◆ **TEXT PASSAGE**:
BEGIN

# BP Checks



## mcvey7218 (Apr 28, 2007)

I have had the toughest time in class this week, with a procedure that should be simple.  I have been unable to correctly measure BP.  I had the cuff and stethescope correctly placed, but when I pumped the BP cuff up, I was unable to hear the initial beats of the systolic pressure.  I could however begin hearing the "dull thuds" of the dyastolic pressure.  But each time that I thought that I had the systolic pressure correct, it was INCORRECT.  HELP!!


----------



## SwissEMT (Apr 28, 2007)

http://www.emtlife.com/showthread.php?t=4336

The information is already posted.

Remember: IF YOU HAVE QUESTIONS, ASK THEM IN CLASS. 
You need to learn all the aspects of your job, and that's why you're actually IN EMT school. You're there to make mistakes, you're there to try things and see what works and doesn't work. most importantly, you're there to LEARN. So use the time you've paid for to do so!


----------



## Ridryder911 (Apr 28, 2007)

I think you need to be sure that you accurate palpate the pulse, then place stethoscope on that pulsation. Like, Swiss described be sure that you ask your instructor and other class mates. Practice makes perfect!

R/r 911


----------



## Glorified (Apr 28, 2007)

I had really hard time too when I first started.  What helped for me was getting together with classmates after class and practicing on each other.  I also bought a cuff and stethoscope to practice on my parents.

END

◆ **INFORMATION SUPPLIED**:
BEGIN

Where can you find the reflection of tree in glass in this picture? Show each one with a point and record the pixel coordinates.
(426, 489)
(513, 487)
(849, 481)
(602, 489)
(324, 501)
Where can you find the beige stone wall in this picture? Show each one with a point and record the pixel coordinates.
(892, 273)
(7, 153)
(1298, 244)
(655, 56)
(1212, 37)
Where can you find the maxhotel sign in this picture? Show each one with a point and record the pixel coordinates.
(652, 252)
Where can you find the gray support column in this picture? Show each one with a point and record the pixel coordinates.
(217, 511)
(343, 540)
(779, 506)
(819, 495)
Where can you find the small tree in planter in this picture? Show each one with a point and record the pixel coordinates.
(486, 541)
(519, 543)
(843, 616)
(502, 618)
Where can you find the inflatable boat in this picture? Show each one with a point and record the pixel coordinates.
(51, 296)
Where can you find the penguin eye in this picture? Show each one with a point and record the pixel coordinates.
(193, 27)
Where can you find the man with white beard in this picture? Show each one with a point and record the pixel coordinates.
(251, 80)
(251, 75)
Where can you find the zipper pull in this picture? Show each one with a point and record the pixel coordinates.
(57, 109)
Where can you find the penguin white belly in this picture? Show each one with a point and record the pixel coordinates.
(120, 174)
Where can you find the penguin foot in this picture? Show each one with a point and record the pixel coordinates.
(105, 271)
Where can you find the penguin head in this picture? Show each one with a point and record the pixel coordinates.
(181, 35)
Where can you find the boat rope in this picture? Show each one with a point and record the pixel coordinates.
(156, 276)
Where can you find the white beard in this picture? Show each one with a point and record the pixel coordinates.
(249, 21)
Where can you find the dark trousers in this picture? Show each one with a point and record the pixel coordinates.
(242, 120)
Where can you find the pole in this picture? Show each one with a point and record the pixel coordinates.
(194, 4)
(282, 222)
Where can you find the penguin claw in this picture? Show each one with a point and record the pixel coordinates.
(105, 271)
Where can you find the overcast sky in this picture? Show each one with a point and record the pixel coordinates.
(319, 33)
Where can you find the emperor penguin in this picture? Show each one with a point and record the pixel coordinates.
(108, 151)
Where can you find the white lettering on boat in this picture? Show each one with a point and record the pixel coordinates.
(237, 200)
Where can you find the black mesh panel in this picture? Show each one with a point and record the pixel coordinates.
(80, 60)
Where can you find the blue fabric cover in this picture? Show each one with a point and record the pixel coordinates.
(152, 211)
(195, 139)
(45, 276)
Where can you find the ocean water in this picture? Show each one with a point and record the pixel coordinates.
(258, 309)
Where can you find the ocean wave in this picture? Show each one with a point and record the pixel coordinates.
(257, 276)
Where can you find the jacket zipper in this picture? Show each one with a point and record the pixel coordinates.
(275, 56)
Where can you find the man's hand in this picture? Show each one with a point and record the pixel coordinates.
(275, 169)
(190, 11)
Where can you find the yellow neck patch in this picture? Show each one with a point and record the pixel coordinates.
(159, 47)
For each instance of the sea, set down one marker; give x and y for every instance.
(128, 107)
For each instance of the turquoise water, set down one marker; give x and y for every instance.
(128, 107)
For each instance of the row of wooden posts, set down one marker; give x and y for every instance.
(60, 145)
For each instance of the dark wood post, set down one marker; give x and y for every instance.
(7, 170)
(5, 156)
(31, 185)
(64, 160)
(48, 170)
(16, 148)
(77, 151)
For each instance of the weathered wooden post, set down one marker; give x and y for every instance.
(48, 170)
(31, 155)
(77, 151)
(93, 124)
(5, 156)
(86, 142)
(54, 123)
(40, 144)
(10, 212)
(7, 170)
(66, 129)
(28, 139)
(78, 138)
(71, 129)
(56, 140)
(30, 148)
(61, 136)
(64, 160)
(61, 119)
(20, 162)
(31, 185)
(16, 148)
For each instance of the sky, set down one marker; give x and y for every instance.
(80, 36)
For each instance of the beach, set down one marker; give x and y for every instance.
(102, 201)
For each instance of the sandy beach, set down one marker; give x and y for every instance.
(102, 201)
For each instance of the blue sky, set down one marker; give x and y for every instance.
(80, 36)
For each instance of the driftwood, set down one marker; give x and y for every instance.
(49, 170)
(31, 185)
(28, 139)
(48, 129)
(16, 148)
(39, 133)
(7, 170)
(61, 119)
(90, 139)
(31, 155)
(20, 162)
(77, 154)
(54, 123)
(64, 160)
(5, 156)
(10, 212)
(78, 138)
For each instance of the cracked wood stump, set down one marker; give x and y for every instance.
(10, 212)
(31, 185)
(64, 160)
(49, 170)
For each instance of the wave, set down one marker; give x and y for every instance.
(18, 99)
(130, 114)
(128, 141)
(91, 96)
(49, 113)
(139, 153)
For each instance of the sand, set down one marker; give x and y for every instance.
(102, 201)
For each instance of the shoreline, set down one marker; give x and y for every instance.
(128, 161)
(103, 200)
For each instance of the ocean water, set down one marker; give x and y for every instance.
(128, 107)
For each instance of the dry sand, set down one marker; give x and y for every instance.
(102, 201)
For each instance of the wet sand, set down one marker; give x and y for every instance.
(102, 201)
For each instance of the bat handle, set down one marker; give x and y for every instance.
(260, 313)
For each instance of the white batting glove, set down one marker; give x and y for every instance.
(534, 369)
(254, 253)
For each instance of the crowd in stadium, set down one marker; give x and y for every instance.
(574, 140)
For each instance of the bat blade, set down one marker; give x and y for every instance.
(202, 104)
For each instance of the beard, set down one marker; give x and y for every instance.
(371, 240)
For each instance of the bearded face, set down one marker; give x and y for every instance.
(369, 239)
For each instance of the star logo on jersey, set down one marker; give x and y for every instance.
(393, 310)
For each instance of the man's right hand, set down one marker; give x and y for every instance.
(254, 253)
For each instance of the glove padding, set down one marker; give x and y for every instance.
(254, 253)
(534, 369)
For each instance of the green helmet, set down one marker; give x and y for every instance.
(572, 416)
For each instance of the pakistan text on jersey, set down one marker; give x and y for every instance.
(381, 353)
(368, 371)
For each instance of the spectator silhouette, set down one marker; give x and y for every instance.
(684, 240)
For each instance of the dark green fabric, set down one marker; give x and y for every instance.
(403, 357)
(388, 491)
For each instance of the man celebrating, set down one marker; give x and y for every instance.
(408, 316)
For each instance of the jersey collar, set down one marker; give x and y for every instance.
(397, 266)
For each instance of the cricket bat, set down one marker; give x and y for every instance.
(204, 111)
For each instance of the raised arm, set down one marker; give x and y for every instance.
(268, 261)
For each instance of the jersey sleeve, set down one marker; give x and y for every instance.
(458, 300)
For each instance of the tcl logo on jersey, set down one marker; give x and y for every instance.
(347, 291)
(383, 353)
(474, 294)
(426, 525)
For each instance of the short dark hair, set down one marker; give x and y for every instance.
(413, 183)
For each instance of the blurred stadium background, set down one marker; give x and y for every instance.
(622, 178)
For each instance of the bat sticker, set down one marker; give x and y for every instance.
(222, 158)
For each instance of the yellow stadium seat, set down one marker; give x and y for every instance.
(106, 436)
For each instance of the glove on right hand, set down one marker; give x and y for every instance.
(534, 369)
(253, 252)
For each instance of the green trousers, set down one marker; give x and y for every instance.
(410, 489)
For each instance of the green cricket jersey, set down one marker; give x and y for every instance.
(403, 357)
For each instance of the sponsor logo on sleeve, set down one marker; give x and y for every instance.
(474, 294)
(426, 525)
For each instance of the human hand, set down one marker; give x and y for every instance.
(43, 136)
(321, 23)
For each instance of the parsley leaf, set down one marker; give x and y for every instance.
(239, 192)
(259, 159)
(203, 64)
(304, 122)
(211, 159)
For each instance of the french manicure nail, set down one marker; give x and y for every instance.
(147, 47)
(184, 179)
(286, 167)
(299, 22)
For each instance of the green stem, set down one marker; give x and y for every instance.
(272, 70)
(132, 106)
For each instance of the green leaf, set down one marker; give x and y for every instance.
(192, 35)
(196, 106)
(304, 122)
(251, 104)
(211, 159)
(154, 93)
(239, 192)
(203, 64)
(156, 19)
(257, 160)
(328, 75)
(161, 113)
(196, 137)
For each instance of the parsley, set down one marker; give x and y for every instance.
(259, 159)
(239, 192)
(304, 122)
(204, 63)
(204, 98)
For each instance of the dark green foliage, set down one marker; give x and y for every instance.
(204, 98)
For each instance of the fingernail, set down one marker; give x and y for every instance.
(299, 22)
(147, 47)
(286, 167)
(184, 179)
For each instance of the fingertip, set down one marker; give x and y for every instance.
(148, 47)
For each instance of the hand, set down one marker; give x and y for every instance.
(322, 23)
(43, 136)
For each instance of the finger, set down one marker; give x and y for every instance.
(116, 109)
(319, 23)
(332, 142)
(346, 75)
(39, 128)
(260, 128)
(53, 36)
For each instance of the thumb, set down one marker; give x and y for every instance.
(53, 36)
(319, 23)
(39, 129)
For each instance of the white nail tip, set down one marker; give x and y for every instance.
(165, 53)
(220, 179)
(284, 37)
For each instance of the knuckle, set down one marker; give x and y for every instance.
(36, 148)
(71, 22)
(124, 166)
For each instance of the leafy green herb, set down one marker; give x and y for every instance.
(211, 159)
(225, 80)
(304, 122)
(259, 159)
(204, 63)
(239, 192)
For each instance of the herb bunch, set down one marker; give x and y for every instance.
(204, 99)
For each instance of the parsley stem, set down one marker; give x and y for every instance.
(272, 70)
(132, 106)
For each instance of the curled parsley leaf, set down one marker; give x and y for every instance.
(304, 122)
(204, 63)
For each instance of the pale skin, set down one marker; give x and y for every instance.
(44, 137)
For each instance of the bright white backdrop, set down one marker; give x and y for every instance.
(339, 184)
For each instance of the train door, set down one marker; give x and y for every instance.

END

◆ **BRIEF**: In the forum thread on BP checks, what does Ridryder911 say to do before placing the stethoscope?

◆ **EXPECTED OUTPUT**: Accurately palpate the pulse, then place the stethoscope on that pulsation.